Reproduce every one of the lines below word for word, leaving out the pictures.

Location identification entries =
[BEGIN]

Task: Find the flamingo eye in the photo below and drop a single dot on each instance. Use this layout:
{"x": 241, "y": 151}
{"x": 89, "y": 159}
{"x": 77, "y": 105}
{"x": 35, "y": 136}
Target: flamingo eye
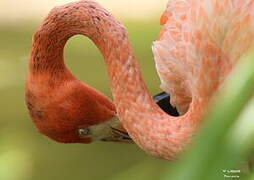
{"x": 83, "y": 132}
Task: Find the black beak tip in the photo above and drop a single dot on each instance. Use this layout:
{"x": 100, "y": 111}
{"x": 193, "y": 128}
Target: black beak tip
{"x": 163, "y": 100}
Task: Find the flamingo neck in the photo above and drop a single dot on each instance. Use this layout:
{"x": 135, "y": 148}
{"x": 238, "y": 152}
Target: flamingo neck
{"x": 154, "y": 131}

[END]

CORRECT ANSWER =
Task: Find the flamingo eye in the photo below and drop a single dot on each instance. Use this layout:
{"x": 241, "y": 151}
{"x": 89, "y": 159}
{"x": 77, "y": 105}
{"x": 35, "y": 136}
Target: flamingo eye
{"x": 83, "y": 132}
Task: Find the black beak tip in the photo above and drop a single dot on each instance. Use this layout:
{"x": 100, "y": 111}
{"x": 193, "y": 128}
Target: black beak tip
{"x": 163, "y": 100}
Task: Find the flamingo neck in the photo above and drop a single dot on each instance. Use this layout:
{"x": 135, "y": 148}
{"x": 238, "y": 152}
Target: flamingo neck
{"x": 154, "y": 131}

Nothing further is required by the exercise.